(Rows from a pointing dataset)

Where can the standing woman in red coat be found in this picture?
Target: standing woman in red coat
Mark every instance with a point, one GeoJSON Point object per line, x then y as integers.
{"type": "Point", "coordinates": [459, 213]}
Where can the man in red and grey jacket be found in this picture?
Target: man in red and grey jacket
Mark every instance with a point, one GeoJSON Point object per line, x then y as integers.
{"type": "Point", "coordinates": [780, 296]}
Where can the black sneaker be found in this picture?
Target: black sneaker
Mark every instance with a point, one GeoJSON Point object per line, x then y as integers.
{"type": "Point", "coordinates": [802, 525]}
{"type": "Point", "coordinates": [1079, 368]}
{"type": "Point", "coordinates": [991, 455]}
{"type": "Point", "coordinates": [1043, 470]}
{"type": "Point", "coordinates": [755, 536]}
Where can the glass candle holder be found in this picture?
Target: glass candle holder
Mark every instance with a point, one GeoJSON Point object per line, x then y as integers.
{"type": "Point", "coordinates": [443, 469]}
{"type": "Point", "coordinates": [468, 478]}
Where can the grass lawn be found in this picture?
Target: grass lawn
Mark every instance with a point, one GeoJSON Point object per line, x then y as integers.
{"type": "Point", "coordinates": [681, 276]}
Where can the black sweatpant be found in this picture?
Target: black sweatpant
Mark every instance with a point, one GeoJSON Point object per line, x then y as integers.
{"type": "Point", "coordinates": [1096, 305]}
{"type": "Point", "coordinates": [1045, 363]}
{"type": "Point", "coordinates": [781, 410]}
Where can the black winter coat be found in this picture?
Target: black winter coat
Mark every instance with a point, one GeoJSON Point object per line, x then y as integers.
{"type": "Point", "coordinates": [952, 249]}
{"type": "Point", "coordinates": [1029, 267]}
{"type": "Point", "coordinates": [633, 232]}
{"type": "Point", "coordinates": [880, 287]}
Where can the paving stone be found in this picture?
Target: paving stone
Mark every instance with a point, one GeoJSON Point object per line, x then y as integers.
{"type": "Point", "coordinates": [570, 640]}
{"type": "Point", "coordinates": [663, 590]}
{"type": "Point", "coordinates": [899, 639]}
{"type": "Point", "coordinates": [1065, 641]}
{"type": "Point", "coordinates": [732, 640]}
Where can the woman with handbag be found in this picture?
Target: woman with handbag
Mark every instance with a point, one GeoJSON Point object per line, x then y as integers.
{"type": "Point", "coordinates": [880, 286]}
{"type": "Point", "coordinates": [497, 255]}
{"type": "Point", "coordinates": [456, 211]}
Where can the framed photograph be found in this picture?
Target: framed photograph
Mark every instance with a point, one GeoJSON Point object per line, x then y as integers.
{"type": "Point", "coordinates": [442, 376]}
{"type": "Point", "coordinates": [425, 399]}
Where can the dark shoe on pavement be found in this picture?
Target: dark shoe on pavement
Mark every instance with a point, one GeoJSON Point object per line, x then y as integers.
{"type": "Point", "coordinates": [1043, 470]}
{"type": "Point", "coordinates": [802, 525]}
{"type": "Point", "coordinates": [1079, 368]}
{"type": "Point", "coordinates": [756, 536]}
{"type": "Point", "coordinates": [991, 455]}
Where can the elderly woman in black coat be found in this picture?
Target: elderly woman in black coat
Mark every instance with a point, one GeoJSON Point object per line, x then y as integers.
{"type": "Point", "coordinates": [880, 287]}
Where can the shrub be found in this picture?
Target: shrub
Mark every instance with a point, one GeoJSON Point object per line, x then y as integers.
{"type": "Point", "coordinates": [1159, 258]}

--

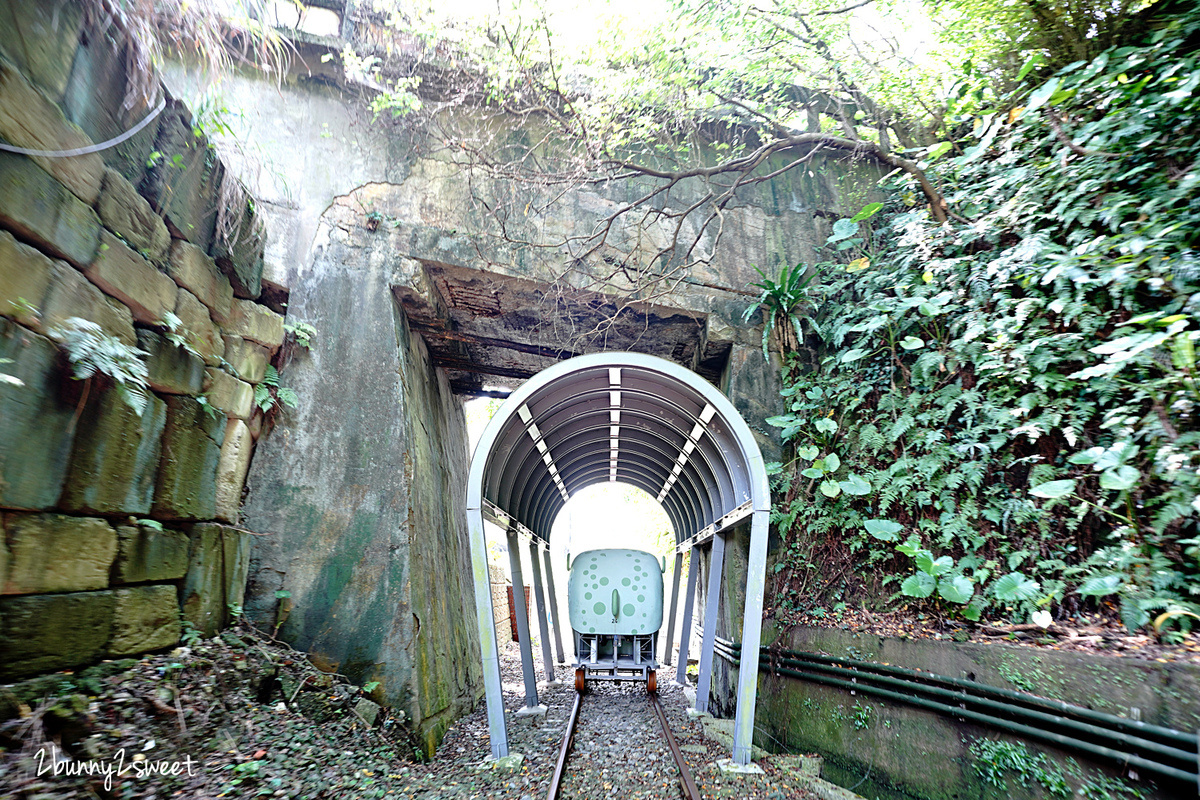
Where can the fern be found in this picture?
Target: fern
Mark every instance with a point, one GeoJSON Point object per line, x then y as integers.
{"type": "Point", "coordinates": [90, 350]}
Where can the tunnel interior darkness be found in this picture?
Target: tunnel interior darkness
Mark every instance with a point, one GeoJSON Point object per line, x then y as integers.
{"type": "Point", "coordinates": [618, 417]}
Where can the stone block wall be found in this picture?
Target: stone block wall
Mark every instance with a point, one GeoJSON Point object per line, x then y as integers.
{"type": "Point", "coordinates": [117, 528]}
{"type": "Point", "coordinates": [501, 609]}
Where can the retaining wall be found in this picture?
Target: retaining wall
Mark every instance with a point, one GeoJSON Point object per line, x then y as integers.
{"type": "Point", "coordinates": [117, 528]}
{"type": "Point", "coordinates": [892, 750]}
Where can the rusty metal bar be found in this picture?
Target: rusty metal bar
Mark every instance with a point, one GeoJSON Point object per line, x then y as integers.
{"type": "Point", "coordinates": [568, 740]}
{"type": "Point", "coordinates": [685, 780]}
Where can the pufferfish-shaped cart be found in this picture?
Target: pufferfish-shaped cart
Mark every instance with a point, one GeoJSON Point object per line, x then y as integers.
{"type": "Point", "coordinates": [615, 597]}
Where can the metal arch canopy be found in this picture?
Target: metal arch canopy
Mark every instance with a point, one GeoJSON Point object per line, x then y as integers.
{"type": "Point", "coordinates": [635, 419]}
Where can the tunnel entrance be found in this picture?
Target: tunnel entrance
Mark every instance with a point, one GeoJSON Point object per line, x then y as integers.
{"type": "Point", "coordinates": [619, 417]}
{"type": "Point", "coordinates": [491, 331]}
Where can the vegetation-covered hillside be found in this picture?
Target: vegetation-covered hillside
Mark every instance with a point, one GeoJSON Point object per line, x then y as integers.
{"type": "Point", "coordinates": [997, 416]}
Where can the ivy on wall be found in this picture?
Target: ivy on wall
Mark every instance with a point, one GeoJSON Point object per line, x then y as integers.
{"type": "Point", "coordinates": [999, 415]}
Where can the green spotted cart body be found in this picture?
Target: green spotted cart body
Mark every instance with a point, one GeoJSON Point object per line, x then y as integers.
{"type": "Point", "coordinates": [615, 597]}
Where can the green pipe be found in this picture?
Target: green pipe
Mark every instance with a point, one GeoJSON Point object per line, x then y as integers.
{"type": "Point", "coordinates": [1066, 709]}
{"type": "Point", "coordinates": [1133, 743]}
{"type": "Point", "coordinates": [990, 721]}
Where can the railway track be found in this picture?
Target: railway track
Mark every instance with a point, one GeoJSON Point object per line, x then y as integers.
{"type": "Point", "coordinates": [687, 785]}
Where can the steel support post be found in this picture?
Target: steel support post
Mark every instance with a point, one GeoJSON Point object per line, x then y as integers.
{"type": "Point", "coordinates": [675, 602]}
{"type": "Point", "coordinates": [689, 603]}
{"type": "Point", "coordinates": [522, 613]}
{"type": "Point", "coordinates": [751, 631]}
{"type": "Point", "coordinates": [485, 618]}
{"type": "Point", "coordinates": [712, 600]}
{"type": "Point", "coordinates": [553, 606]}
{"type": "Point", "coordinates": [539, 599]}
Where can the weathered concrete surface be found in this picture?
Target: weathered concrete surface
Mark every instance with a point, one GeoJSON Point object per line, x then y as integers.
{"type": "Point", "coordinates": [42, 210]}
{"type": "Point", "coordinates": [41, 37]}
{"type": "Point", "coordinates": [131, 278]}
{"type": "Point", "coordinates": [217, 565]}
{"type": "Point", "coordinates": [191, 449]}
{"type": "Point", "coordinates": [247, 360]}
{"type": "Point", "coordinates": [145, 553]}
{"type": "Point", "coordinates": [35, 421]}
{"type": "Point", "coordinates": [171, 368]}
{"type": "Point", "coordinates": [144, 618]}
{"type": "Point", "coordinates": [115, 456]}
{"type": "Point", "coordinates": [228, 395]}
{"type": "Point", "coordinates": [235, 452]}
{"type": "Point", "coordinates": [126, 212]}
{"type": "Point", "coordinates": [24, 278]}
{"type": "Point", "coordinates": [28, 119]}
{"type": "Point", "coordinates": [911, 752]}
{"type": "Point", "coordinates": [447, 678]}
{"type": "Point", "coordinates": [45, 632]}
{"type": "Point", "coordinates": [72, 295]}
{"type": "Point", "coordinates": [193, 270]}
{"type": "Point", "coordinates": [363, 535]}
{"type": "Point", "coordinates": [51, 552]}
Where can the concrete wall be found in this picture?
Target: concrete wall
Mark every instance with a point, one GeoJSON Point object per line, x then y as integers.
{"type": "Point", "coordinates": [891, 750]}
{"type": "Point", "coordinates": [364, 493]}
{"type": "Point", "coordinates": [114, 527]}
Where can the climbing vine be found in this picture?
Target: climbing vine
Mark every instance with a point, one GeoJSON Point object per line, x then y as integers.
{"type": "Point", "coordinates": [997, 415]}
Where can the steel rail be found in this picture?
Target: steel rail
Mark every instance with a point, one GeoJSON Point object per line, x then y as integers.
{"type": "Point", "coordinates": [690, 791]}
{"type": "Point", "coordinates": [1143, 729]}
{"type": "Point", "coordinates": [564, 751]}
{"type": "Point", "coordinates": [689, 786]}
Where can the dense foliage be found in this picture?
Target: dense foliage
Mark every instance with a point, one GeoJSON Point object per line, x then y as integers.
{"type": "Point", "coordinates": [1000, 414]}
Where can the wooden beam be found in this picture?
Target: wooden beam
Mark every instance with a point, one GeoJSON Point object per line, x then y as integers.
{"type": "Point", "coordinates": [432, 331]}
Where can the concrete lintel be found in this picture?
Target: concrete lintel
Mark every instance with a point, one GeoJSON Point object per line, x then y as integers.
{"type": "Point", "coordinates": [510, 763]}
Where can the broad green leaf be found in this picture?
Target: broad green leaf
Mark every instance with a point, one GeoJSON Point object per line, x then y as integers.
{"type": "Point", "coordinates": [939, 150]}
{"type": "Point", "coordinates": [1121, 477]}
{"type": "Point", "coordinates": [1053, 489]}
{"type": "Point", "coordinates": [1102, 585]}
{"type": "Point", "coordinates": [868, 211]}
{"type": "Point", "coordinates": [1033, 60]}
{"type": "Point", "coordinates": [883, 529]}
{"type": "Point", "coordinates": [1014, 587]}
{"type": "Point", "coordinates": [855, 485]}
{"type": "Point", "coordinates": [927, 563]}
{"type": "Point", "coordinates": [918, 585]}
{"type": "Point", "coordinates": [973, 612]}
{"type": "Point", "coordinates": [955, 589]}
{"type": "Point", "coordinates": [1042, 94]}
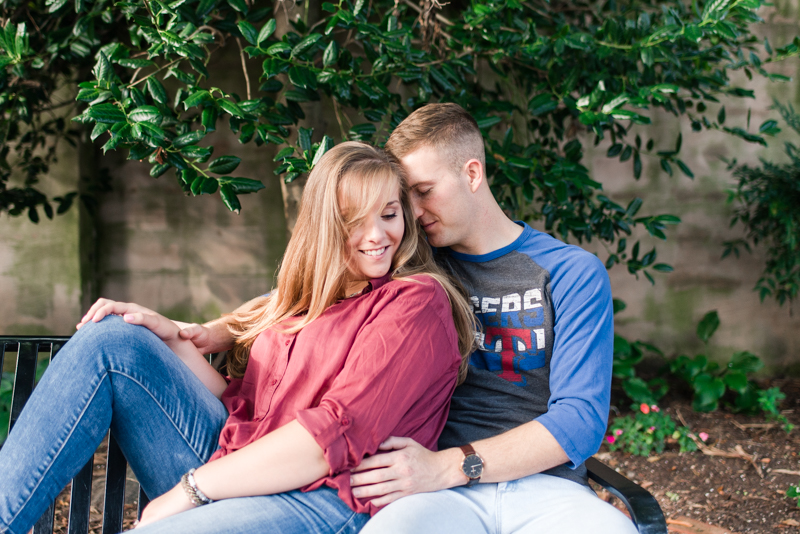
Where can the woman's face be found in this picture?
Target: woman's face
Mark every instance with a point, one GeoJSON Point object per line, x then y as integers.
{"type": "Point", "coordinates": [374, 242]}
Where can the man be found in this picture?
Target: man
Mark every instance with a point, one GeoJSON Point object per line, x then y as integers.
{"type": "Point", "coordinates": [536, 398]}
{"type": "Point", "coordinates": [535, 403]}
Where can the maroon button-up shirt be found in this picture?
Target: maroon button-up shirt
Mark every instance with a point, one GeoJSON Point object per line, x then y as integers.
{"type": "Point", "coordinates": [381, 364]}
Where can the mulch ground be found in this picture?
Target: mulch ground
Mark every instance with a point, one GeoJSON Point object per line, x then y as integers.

--

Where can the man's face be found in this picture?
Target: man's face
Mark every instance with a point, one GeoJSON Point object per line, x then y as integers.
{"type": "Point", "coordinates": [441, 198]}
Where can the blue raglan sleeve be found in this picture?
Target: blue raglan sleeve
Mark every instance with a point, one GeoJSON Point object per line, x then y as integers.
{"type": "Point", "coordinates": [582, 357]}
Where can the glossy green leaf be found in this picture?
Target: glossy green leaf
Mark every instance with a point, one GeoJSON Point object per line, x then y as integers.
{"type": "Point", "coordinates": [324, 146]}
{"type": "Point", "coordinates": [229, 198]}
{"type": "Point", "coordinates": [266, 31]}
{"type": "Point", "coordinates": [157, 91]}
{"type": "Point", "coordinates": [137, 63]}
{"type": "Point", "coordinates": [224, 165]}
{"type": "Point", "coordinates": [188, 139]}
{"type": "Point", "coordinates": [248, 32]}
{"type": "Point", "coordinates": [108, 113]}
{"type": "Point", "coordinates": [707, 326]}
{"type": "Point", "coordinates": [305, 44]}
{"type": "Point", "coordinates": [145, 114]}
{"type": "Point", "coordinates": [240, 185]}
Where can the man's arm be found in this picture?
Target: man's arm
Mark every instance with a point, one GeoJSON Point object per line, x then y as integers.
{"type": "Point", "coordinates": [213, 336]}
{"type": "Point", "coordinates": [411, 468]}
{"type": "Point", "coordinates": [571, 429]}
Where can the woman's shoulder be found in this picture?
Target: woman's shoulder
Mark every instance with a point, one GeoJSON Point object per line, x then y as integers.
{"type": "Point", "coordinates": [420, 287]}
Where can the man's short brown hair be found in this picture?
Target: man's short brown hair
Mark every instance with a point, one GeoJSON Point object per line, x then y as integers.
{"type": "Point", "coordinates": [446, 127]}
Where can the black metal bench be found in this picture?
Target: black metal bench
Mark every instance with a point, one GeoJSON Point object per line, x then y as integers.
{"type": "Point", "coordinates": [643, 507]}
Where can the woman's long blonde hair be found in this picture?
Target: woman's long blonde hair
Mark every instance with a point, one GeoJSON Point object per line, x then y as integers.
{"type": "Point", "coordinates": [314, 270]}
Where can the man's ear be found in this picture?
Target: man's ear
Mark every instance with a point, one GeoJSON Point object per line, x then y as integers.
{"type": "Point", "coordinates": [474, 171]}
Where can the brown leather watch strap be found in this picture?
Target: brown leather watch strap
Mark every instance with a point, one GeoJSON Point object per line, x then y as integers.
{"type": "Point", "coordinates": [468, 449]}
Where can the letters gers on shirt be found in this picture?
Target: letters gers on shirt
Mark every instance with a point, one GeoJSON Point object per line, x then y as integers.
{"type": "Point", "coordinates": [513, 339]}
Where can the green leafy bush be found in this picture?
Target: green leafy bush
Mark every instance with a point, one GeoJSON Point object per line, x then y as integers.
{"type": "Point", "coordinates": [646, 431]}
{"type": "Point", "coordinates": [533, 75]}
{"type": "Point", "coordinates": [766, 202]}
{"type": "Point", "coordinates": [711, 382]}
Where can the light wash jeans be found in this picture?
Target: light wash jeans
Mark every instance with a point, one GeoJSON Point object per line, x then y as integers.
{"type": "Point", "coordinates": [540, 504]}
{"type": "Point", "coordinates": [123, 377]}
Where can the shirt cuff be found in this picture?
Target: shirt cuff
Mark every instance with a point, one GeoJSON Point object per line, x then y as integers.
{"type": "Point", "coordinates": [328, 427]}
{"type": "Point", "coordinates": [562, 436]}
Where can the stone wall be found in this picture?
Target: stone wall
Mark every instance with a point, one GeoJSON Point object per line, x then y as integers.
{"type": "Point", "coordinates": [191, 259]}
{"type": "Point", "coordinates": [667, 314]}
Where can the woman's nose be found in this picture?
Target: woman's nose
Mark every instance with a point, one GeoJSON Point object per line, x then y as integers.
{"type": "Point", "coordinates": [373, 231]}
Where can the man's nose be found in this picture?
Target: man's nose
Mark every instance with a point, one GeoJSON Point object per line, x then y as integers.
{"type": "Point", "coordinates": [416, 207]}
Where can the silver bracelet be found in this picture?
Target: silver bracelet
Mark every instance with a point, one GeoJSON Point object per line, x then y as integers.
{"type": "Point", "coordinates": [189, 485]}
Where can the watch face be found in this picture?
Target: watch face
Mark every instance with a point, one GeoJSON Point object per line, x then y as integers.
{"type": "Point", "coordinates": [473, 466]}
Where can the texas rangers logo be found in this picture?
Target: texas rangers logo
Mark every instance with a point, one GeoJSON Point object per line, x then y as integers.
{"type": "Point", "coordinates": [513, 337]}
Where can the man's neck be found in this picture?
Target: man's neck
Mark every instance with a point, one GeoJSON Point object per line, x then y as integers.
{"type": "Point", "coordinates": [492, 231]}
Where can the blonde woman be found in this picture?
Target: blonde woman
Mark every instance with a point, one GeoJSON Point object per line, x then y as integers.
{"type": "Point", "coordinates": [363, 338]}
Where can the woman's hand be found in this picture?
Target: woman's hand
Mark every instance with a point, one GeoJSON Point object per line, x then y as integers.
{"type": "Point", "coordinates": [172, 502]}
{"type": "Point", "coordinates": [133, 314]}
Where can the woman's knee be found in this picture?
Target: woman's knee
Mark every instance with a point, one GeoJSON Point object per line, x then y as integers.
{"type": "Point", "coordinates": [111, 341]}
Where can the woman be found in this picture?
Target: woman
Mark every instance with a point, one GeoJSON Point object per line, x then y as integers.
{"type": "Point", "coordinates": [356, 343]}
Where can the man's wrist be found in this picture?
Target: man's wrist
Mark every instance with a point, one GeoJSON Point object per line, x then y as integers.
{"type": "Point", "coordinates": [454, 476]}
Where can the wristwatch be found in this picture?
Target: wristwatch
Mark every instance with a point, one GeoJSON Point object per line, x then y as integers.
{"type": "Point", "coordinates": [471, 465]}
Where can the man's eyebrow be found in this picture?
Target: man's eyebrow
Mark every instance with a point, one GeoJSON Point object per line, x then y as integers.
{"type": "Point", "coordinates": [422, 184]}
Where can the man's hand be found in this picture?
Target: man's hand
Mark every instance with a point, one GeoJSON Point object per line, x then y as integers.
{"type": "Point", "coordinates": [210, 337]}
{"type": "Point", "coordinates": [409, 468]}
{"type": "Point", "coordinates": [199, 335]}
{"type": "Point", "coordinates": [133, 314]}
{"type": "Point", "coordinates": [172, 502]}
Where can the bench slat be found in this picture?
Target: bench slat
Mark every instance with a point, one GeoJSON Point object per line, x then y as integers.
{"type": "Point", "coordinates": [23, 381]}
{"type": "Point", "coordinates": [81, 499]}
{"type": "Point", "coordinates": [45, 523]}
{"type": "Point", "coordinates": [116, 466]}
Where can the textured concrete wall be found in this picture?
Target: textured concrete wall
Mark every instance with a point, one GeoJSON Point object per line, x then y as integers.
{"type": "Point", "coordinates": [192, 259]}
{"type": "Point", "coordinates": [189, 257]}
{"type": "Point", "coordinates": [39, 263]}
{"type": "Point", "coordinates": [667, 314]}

**GOAL**
Count the lines in the items above that contain the string "raglan", treating case as significant. Give only the number.

**TASK RESULT**
2